● **Required action**:
Consider the data that follows and state how many lines contain the string "wire", using the number alone.

=== Begin Enclosure ===

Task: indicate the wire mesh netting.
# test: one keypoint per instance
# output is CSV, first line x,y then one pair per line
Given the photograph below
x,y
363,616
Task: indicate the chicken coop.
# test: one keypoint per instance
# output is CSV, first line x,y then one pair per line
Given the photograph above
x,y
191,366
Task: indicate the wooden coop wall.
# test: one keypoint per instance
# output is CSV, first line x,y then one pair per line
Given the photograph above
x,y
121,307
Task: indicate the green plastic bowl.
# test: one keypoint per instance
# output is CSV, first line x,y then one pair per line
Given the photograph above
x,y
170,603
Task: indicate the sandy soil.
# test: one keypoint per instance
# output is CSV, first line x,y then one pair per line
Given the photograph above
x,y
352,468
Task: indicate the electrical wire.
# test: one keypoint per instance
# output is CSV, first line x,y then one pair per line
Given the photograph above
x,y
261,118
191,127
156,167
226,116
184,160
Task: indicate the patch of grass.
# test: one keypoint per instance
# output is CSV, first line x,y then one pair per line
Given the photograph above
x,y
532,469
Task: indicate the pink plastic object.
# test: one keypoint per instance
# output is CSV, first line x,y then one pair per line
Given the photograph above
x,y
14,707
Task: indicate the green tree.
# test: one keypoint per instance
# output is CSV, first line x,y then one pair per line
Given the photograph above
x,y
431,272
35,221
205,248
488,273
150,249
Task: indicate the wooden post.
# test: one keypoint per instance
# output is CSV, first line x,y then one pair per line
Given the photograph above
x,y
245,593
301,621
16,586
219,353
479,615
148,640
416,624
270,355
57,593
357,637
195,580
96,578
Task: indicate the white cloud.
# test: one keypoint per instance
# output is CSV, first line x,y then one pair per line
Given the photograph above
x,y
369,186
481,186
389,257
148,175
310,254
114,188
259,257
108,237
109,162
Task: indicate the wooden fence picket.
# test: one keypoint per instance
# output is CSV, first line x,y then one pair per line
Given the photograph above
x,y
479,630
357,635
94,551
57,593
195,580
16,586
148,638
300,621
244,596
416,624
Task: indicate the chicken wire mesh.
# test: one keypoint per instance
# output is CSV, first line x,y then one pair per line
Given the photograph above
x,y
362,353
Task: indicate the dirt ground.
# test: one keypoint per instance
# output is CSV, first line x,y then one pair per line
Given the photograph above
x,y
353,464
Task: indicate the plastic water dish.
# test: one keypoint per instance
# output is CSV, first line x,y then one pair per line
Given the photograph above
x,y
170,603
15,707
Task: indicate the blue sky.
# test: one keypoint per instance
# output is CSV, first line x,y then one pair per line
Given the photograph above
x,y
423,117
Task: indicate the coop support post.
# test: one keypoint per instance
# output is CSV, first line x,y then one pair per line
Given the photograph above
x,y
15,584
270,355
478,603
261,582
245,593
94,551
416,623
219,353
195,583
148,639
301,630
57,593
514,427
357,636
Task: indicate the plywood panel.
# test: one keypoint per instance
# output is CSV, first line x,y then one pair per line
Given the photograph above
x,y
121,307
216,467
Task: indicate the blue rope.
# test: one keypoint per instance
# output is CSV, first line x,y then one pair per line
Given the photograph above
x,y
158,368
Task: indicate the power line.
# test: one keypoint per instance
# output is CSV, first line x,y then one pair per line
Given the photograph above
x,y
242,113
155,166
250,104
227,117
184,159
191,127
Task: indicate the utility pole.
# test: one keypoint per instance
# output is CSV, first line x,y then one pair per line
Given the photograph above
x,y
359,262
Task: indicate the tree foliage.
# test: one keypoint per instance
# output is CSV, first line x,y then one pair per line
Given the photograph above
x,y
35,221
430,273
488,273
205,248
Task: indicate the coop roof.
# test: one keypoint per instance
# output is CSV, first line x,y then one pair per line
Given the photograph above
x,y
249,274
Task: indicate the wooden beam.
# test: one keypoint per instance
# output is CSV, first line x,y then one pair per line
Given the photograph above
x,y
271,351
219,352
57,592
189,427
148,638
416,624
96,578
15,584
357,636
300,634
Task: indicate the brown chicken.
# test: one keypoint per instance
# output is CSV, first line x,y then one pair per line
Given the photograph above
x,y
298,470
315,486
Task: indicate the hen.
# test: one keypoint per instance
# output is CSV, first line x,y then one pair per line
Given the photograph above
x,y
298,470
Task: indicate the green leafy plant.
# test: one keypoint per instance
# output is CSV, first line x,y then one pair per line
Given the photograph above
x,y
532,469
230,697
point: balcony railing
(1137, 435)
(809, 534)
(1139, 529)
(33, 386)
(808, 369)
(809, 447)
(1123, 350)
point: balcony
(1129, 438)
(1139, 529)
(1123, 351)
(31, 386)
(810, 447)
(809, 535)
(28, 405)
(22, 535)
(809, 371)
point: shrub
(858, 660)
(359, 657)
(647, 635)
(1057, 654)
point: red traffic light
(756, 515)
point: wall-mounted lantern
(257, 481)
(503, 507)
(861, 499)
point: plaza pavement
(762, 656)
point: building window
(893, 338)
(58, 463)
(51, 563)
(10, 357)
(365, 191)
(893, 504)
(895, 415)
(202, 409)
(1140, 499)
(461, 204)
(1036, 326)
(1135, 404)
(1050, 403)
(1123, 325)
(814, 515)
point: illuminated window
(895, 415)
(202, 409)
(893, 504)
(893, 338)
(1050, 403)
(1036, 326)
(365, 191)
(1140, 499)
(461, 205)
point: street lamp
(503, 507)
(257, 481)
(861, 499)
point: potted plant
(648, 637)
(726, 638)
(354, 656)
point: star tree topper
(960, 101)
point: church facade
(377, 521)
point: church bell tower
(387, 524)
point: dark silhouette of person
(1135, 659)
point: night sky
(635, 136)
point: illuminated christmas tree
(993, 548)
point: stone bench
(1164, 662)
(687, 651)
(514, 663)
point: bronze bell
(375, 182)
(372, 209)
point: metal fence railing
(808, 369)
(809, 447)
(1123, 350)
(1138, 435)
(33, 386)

=== End Enclosure ===

● **The answer**:
3